> **TASK DETAILS**: What you write must match, character for character, the lines from the one with "limb and record integer pixel coordinates." down to the one with "Target: lichen on bark" in the listing below, minus its pictures.
***
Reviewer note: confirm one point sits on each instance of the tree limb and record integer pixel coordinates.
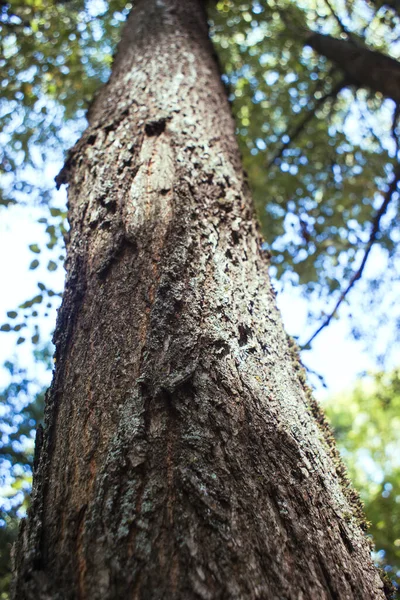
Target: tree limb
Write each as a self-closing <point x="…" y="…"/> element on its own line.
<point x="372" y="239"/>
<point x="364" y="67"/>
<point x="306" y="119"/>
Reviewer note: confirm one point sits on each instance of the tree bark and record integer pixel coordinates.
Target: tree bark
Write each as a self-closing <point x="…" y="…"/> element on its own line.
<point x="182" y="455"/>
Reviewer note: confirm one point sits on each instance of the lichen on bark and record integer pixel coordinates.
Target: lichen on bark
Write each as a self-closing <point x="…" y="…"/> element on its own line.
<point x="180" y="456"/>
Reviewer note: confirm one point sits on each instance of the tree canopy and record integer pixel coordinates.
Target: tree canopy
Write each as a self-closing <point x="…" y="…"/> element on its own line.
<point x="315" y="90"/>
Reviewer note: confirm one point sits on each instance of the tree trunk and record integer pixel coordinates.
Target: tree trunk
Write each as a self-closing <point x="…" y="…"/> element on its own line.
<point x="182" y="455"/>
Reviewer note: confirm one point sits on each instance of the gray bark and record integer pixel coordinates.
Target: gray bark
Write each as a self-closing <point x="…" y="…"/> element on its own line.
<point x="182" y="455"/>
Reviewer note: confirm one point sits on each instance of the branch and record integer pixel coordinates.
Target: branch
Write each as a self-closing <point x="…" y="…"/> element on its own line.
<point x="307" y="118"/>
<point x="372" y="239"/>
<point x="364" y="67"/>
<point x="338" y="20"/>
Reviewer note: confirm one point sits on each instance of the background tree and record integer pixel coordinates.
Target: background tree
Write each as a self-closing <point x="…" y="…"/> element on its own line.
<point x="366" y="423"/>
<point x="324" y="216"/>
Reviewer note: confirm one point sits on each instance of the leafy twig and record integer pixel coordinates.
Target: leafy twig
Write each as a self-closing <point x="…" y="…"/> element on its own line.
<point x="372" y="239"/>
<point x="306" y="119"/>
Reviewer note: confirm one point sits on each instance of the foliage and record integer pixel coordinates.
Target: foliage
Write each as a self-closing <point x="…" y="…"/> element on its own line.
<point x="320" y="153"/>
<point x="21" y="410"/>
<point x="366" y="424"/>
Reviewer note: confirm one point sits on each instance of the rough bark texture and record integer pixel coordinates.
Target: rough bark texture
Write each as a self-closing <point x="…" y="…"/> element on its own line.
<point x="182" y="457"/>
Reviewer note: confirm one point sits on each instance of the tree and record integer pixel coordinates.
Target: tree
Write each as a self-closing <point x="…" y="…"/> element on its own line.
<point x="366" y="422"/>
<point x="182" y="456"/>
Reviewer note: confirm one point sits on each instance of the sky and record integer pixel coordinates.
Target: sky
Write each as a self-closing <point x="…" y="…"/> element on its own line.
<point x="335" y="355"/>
***
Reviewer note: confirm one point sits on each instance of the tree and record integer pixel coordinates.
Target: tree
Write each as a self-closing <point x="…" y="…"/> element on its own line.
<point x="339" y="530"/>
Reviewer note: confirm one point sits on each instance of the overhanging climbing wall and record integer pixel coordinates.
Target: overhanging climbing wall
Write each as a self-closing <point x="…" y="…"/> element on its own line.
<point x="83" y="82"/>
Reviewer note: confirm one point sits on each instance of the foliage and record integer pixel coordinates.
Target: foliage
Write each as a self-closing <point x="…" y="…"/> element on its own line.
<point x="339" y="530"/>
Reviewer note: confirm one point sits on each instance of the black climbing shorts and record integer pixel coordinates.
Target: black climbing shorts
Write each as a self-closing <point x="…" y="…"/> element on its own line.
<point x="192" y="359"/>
***
> **WRITTEN ANSWER**:
Reviewer note: confirm one point sits on each instance of the tree limb and record integer pixel coordinates.
Target: tree limb
Write each as a self-closing <point x="…" y="…"/> element on its own line.
<point x="372" y="239"/>
<point x="364" y="67"/>
<point x="306" y="119"/>
Reviewer note: confirm one point sits on each instance of the tree bark and record integer pixel coordinates.
Target: tree bark
Write each as a self-closing <point x="…" y="…"/> element on its own line.
<point x="182" y="455"/>
Reviewer note: confirm one point sits on each instance of the lichen on bark and record integer pixel coordinates.
Target: lichen on bark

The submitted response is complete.